* Excerpt provided:
_ _ _

However, Lord Wilson did not consider this ‘international material’ to be sufficiently important to overrule the respondent’s reliance on the overall scheme of separate provision of health treatment within the four counties of the UK, and to respecting the democratic decisions determined by the NI Assembly. He considered that the balance struck was fair, and, therefore, the appellant’s human rights argument also failed.

The dissenters

Lord Kerr begins his dissenting judgment by stating in no uncertain terms that it is ‘wrong’ a NI woman who suffers an acute attack of appendicitis can have her appendix removed in England, but she cannot have an abortion.

His judgment was based on a fundamentally different interpretation of the 2006 Act. Section 1 states that the secretary of state ‘must continue the promotion in England of a comprehensive health service’, and while section 1(1)(a) was limited to the people of England, section 1(1)(b) imposed a separate duty to prevent, diagnose and treat illness, which was not limited to the people of England, but a part of a broader duty to promote a health service ‘in England’.

He considered that sections 1(1)(a) and 1(1)(b) impose different duties on the health secretary, and need to be considered separately. This interpretation is supported by section 3, which sets out the duty to promote a comprehensive health service, specifying the provision of hospital and nursing services. Lord Kerr considered section 3 was primarily concerned with section 1(1)(b), because the promotion of a comprehensive health service would not be fulfilled merely be bringing about an improvement in the health of the people of England.

On the public law challenge, Lord Kerr concluded that the health secretary’s duty was not ‘what are the reasonable requirements of the people of England for these services’, but rather ‘what are the reasonable requirements in the provision of those services throughout England’. Because the Abortion Act 1967 only allows terminations to avert a risk of physical or mental injury, providing this to all those in England was a reasonable requirement under the 2012 Act.

Lord Kerr also considered that the difference in treatment under the ECHR could not be justified. Allowing NI women to have NHS abortions in England did not impinge on the NI Assembly’s continuing responsibility for the provision of medical services in NI, including to any visiting Englishwomen. Similarly, allowing such abortions involved no disrespect to the NI Assembly, which had not expressed any view on NI women travelling to England for abortions.

_ _ _

* Data extract:
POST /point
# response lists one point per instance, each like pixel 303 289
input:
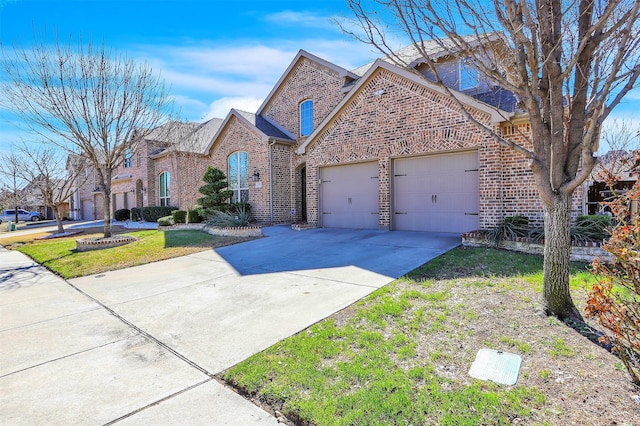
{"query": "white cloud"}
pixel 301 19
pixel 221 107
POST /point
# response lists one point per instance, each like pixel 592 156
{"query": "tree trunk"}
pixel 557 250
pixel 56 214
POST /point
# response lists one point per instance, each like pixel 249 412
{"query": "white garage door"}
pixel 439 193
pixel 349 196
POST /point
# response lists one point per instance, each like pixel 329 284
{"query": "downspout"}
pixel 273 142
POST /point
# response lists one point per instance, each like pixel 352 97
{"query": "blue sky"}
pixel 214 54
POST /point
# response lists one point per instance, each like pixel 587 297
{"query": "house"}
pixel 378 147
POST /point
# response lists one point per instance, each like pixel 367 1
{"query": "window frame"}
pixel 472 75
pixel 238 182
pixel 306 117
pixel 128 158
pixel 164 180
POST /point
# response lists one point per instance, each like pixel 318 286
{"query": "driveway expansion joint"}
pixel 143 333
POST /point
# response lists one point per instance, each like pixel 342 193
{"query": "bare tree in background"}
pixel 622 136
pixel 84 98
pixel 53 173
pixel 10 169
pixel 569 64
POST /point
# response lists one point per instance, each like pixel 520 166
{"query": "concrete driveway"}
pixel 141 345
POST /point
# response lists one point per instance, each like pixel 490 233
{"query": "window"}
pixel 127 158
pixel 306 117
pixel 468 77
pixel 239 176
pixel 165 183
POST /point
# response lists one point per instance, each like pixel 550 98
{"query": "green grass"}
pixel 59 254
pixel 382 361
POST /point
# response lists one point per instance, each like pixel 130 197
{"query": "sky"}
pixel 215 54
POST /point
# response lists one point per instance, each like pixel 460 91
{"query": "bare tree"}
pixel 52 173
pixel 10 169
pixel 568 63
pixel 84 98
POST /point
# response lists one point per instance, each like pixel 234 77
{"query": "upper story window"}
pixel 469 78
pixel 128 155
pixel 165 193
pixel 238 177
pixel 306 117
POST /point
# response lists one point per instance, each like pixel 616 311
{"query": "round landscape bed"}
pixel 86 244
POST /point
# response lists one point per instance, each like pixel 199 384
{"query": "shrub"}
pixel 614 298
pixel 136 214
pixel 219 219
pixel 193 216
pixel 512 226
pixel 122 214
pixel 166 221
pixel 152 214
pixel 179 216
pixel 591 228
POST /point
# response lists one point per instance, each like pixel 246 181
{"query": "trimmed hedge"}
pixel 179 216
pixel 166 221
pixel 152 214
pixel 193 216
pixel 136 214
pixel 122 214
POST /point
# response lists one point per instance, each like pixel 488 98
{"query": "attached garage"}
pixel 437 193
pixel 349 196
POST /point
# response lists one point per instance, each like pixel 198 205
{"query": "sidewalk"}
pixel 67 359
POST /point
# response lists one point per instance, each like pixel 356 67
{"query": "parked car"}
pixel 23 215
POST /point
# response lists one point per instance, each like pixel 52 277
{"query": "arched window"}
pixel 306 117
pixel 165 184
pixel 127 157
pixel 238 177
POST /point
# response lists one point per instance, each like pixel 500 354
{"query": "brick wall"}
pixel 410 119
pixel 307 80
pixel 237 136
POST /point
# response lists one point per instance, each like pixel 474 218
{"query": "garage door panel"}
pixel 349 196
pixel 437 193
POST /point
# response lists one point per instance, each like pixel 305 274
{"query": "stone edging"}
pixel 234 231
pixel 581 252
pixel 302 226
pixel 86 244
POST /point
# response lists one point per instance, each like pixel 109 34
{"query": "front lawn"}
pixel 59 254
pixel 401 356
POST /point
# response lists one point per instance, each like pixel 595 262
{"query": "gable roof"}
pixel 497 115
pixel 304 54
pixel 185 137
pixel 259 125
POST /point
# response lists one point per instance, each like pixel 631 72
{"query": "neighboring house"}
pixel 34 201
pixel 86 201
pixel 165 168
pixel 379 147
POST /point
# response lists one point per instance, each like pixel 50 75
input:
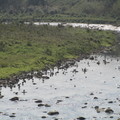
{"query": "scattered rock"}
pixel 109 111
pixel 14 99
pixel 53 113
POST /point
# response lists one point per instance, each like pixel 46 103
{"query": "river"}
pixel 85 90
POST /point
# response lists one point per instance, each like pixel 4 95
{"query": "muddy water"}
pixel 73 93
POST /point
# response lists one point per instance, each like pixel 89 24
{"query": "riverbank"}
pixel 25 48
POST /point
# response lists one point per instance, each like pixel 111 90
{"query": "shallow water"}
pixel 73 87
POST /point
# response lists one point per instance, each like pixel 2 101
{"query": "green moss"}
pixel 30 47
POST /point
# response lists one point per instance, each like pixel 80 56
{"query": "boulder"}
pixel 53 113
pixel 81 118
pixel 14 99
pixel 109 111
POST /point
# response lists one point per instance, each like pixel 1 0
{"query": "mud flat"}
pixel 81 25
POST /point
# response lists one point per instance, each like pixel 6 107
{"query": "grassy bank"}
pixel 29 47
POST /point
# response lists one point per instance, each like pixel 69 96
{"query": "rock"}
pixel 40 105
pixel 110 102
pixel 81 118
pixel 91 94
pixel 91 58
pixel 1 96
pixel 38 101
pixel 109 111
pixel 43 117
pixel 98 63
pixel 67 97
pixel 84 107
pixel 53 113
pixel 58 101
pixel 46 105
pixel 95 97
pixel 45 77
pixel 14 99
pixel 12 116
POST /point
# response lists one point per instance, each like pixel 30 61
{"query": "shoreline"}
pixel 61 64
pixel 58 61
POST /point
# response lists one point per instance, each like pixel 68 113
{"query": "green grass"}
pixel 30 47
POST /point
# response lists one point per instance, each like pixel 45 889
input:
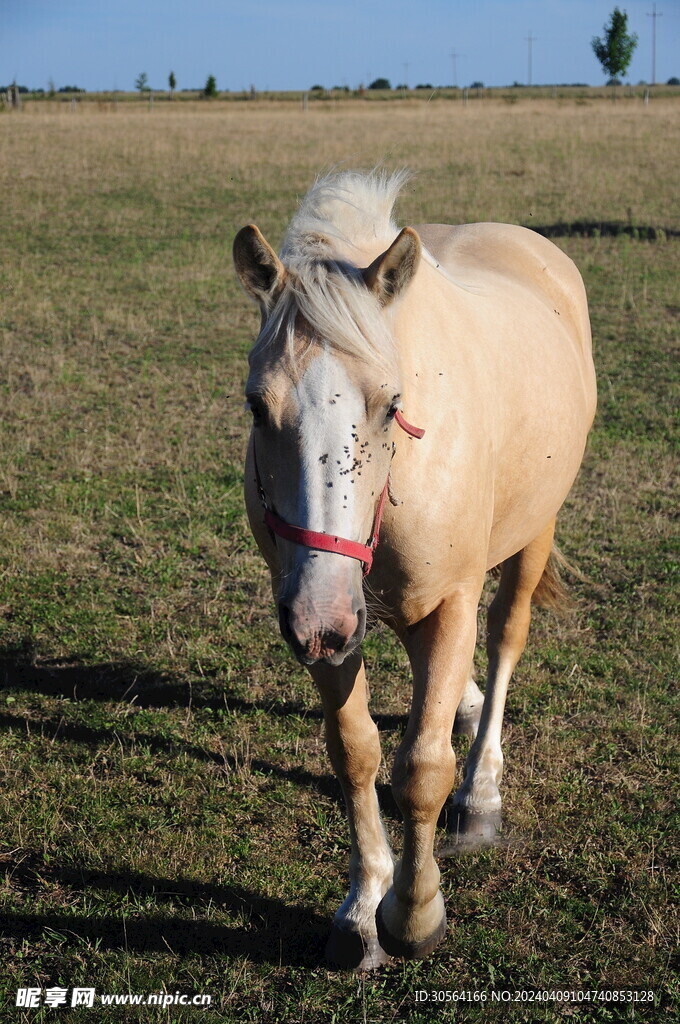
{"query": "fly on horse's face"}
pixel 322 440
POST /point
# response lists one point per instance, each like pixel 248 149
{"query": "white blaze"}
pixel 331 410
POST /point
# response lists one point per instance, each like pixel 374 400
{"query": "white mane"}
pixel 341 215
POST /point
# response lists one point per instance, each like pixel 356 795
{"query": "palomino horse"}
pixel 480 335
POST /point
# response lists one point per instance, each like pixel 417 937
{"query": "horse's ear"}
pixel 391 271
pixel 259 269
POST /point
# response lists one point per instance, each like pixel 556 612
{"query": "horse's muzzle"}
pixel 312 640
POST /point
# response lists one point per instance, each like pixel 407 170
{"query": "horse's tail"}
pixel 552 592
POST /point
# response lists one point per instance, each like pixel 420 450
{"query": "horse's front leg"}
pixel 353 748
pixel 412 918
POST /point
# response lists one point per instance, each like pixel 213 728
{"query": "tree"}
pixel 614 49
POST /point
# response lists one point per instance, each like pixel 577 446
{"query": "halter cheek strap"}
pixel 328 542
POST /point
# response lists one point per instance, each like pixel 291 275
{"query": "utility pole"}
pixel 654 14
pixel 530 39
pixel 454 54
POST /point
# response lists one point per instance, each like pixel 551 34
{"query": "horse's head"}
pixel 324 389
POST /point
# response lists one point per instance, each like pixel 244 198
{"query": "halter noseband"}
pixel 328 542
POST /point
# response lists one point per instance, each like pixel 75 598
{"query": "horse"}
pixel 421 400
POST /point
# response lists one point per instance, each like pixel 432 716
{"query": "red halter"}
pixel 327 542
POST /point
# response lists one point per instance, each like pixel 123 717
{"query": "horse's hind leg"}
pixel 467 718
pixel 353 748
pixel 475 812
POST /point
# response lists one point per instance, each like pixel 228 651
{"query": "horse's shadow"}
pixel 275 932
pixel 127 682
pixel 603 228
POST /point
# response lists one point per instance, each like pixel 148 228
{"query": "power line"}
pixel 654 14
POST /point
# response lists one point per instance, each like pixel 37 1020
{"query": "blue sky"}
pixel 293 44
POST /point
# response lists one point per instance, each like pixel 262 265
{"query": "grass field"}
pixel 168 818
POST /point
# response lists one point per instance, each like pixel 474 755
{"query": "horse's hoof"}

_ _ _

* Assignment 1: In one to three sentences, explain why Lord Kerr held, in the excerpt on abortion provision for Northern Ireland women, that the difference in treatment under the ECHR could not be justified.
* Assignment 2: Pick up the excerpt on abortion provision for Northern Ireland women after its final sentence and continue it.
The records are unrelated to the excerpt on abortion provision for Northern Ireland women.

* Answer box 1: Lord Kerr held that letting Northern Ireland women have NHS abortions in England did not encroach on the NI Assembly's continuing responsibility for medical services in Northern Ireland. He also found that it showed no disrespect to the Assembly, which had not expressed any view on those women traveling to England for abortions.

* Answer box 2:
While accepting the convention did not prevent separate jurisdictions within a federal system from devising their own laws, the situation of A was different: she was arguing only that when in England she should be treated in the same way as an Englishwoman.

Lady Hale concurred with Lord Kerr, but went further in her interpretation of convention rights. She stated the right of a woman to have a lawful abortion restored her autonomy and respected her dignity, and autonomy and dignity were core values underlying the rights in article 8.

NI women deserved the same rights over their bodies as women in the rest of the UK; any difference was inconsistent with article 14. Interestingly, she made no reference to the European case law which states clearly that the convention does not provide women with a right to an abortion (A, B, and C v Ireland (2011)).

The appellant has already indicated they are looking to proceed to Strasbourg. In the meantime, women from NI will continue to have access to abortions in the rest of the UK, but only on a private basis. Interestingly, the Scottish government is looking into the possibility of offering NI women NHS terminations, with First Minister Nicola Sturgeon keen to promote the rights of women to choose.

It is likely such a policy would face a judicial review from pro-life activists, because, in part in reliance on this judgment, the duty of the Scottish government is to provide for the health care needs of those usually resident in Scotland. And with the DUPs role in supporting the Tory government, it seems likely this issue will remain in the news.